> _Given request_
All records should be reproduced verbatim.

_ _ _ _

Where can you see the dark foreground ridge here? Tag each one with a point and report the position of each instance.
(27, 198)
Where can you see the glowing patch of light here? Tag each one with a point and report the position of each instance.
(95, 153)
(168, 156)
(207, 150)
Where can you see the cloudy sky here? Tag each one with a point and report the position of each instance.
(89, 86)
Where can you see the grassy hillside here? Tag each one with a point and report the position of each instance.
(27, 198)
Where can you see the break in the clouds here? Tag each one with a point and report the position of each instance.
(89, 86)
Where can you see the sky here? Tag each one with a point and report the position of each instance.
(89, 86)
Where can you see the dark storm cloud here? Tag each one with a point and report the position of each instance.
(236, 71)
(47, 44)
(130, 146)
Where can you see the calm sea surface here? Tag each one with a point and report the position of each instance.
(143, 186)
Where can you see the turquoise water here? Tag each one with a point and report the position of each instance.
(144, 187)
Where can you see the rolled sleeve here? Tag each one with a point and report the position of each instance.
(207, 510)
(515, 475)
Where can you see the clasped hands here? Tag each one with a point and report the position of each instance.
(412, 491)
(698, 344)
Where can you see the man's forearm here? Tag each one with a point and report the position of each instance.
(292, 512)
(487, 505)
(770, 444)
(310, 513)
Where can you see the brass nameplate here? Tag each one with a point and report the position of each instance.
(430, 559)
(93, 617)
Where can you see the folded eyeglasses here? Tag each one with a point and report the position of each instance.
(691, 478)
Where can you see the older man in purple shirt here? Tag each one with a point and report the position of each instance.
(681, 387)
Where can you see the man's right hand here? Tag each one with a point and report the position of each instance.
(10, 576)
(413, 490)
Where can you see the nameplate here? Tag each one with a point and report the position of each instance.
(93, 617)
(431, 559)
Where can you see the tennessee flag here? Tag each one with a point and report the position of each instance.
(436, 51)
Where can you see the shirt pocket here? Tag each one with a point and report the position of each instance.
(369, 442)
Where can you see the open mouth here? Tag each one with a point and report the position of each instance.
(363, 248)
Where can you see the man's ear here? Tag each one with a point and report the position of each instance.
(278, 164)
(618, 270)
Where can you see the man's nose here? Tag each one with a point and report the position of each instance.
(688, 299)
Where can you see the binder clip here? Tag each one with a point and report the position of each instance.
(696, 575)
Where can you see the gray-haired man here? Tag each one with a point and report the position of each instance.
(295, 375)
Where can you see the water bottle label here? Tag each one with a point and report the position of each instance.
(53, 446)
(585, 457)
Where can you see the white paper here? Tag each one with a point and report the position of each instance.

_ _ _ _

> _Expected answer_
Where can you see the dark foreground ridge here? Tag each one with a point and report the position of each instance.
(27, 198)
Where can you see the glowing patch of light here? Tag each one with a point and report the position of each instance.
(95, 153)
(168, 156)
(207, 150)
Where can you see the cloudy sky here? Tag each one with a point and report the position of each instance.
(89, 86)
Where can you see the grassy hillside here? Tag each one with a point and report the position of each instance.
(27, 198)
Where can you see the break in the clouds here? Tag each one with a point and report the position of each instance.
(89, 86)
Where can you see the sky here? Tag each one with a point and report the position of each instance.
(89, 86)
Where can you see the dark storm cloud here? Tag each one with a point and report the position of each instance.
(236, 71)
(47, 44)
(130, 146)
Where can you see the calm sea surface here? Tag each one with a point and report the position of each instance.
(143, 186)
Where can you see the turquoise water here? Tag each one with a point and report the position of each instance.
(144, 187)
Where can you see the rolled sleeve here? Tag each one with a point and report the position of each instance.
(207, 510)
(515, 475)
Where can you see the clasped hands here? Tag each one with a point and report the position of each instance.
(412, 491)
(698, 344)
Where can you see the man's forearm here? Tag each one with a point and report the position of each instance.
(292, 512)
(487, 505)
(770, 444)
(310, 513)
Where can you see the brass nameplate here? Tag each one with a point and report the position of each instance.
(430, 559)
(93, 617)
Where can you see the folded eyeglasses here? Tag each one with a point and report the position of each instance.
(691, 478)
Where can you see the older man in purple shirt here? Tag each one with a point and report the position of each instance.
(681, 387)
Where can you see the man's right hand here? Tag each one with a point and report the position of each instance.
(10, 576)
(413, 490)
Where can you see the nameplate here? Tag each one with a point and report the position of each instance.
(93, 617)
(431, 559)
Where can you see the tennessee flag here? Tag each one with a point and report the position of each instance.
(436, 51)
Where can you see the shirt pocket here? Tag each one with a point and report the position of each instance.
(369, 442)
Where can you see the open mouth here? Tag each one with a point and report the position of each instance.
(363, 248)
Where can you see the man's ear here? Tag each one with a point and report the position of each instance.
(278, 164)
(618, 270)
Where can you see the man's nose here? Tag each one with a point and report the position of each instance.
(688, 299)
Where can you see the binder clip here? Tag each one with a point and report the position of each instance.
(696, 575)
Where can you see the gray-haired man here? Tag each one with a point and report the position of each instance.
(295, 375)
Where can you see the water bottle label here? Tag each one with a point and report the position of each instance.
(53, 446)
(585, 457)
Where can you see the white paper here? Tag each one with a point and report the position of each instance.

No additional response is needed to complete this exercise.